**About this exercise:**
Starting at the line that contains "Would you please identify the rolled-up", print every remaining line of the entries, unchanged, and output nothing more.

**Exercise input:**

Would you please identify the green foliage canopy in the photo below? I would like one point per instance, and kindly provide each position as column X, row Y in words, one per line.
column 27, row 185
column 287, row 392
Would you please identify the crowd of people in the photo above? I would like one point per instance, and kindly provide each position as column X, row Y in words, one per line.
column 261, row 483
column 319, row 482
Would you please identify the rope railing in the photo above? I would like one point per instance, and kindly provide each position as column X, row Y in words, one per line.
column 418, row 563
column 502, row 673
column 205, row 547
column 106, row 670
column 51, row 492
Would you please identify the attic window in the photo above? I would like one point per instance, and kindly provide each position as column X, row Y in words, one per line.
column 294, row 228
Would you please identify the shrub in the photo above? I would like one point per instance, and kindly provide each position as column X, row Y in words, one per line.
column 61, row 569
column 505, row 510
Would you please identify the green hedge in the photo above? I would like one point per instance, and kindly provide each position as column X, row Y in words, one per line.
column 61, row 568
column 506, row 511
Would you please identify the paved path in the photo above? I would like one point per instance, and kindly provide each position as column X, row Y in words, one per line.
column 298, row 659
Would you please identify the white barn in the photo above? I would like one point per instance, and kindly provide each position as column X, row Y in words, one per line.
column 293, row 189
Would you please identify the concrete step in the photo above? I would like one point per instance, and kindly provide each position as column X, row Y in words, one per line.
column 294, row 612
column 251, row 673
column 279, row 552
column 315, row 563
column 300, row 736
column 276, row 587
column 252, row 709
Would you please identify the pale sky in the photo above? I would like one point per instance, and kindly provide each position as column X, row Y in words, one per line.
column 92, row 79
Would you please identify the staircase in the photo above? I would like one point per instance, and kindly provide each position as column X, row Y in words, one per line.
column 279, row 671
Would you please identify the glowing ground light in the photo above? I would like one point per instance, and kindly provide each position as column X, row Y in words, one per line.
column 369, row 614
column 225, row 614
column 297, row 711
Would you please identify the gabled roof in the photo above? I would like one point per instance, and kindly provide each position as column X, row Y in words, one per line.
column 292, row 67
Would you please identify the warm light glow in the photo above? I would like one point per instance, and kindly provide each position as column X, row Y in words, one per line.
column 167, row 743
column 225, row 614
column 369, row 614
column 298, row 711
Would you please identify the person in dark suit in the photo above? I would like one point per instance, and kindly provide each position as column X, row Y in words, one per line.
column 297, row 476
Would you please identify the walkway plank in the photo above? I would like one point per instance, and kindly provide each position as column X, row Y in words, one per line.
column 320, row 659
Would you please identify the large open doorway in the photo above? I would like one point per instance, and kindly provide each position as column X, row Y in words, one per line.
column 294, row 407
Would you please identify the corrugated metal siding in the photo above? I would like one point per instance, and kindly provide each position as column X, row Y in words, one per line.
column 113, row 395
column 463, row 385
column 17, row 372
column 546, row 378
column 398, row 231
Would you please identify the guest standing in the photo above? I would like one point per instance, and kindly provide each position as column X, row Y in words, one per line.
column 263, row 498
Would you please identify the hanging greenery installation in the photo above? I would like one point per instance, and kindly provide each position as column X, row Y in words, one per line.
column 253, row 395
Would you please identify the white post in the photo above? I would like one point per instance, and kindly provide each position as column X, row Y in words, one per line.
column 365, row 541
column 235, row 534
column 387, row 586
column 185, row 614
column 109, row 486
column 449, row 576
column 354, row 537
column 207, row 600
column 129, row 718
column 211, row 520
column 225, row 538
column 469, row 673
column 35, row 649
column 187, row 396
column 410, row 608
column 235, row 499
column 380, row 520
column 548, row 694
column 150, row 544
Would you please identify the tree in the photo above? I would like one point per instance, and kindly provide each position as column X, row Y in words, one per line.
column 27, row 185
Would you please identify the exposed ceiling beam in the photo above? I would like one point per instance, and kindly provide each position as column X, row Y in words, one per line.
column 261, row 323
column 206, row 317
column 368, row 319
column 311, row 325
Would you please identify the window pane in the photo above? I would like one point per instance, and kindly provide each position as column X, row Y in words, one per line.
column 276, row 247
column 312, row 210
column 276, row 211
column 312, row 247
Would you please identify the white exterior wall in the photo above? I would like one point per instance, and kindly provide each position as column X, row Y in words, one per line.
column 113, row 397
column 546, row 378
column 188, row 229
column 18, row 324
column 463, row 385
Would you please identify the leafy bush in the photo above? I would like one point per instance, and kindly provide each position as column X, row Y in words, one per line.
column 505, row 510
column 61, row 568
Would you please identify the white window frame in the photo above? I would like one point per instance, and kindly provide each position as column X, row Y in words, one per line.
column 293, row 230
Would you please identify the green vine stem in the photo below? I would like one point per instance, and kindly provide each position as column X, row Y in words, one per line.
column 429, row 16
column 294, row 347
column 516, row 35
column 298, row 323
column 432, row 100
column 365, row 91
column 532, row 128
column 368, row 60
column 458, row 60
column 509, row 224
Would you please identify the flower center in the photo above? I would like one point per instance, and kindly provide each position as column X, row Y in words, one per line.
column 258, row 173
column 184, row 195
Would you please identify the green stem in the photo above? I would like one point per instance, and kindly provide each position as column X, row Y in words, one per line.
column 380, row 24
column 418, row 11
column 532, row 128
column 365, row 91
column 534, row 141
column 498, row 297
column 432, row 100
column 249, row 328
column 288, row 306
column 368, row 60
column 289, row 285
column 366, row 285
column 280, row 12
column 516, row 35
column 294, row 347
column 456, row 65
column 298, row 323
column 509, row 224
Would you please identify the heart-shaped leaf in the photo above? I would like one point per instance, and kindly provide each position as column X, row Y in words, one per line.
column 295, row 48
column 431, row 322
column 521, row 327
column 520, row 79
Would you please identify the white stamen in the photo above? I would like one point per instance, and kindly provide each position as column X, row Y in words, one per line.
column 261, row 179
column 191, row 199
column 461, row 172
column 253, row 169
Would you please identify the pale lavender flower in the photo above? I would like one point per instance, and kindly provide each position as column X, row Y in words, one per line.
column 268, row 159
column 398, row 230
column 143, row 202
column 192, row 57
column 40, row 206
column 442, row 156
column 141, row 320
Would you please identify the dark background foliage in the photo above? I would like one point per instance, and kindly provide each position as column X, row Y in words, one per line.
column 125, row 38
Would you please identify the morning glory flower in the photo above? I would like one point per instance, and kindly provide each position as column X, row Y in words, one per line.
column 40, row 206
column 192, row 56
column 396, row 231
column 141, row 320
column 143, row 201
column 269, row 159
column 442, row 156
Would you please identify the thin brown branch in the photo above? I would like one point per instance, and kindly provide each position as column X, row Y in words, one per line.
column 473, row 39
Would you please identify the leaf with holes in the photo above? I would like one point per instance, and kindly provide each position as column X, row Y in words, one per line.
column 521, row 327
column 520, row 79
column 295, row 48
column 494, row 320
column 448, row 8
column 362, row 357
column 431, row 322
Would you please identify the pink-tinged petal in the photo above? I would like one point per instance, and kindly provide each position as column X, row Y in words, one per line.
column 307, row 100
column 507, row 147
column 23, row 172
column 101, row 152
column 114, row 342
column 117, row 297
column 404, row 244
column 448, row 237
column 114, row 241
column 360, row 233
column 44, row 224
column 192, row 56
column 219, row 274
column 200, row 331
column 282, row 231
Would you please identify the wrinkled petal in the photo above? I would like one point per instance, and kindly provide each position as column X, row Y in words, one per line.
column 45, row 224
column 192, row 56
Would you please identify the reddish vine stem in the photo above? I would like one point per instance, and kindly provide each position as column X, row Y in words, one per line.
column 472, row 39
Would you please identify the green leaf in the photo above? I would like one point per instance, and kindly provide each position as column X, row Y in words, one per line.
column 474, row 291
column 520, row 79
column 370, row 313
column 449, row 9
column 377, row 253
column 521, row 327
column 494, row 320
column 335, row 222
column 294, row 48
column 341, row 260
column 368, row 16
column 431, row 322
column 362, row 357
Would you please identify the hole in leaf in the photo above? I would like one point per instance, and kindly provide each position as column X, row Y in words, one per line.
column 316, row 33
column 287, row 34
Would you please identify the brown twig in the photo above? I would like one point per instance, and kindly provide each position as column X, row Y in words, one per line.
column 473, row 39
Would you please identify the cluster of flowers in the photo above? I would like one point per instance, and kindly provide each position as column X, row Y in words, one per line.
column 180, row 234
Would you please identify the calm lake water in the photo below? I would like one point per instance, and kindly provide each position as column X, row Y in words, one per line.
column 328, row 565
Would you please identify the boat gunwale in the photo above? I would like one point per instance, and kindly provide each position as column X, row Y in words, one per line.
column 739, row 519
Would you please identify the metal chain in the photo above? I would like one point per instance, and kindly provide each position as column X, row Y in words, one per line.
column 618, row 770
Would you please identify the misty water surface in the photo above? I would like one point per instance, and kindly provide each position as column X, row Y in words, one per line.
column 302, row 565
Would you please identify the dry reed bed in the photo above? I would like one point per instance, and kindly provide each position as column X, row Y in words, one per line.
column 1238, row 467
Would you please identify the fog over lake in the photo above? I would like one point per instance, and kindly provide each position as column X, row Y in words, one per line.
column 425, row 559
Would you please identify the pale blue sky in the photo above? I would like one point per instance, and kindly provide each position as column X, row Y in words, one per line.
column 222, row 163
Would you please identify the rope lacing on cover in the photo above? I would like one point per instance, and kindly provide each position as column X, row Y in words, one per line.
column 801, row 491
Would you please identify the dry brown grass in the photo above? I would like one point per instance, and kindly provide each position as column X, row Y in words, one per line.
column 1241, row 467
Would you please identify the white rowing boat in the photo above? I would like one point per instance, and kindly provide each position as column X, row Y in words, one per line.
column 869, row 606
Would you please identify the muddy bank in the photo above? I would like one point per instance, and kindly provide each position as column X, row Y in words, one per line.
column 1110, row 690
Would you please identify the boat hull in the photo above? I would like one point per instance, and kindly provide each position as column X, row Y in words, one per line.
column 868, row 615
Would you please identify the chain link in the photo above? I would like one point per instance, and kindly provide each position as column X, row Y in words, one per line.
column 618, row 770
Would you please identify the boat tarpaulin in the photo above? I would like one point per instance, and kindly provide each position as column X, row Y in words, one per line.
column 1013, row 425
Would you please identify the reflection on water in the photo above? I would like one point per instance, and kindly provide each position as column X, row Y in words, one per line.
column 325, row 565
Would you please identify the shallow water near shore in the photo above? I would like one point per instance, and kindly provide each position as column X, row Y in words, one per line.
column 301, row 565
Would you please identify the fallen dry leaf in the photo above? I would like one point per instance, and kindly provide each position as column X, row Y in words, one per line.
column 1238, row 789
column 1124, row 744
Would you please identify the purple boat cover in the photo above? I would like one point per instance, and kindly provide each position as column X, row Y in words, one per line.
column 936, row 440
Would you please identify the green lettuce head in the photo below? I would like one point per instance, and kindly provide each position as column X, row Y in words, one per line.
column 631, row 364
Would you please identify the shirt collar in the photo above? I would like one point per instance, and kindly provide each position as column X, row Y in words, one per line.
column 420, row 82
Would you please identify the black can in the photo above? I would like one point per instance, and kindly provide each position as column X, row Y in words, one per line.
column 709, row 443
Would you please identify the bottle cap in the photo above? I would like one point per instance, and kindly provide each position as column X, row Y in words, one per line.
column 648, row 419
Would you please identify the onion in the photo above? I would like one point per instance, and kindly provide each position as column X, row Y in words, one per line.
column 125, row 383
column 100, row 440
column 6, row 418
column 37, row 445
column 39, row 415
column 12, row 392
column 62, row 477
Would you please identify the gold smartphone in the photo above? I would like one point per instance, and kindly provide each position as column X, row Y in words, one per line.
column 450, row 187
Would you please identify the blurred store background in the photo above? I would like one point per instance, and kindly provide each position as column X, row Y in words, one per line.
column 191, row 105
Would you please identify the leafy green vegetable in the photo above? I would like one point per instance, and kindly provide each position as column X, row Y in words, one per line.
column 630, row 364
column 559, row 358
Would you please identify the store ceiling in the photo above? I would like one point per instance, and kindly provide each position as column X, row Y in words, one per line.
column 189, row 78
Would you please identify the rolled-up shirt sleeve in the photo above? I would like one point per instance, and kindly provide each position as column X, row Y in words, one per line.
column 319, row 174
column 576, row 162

**Output for this task:**
Would you please identify the rolled-up shirt sleeve in the photo above? I would like one point per instance, and kindly provide each position as column X, row Y in words, one per line.
column 319, row 174
column 576, row 162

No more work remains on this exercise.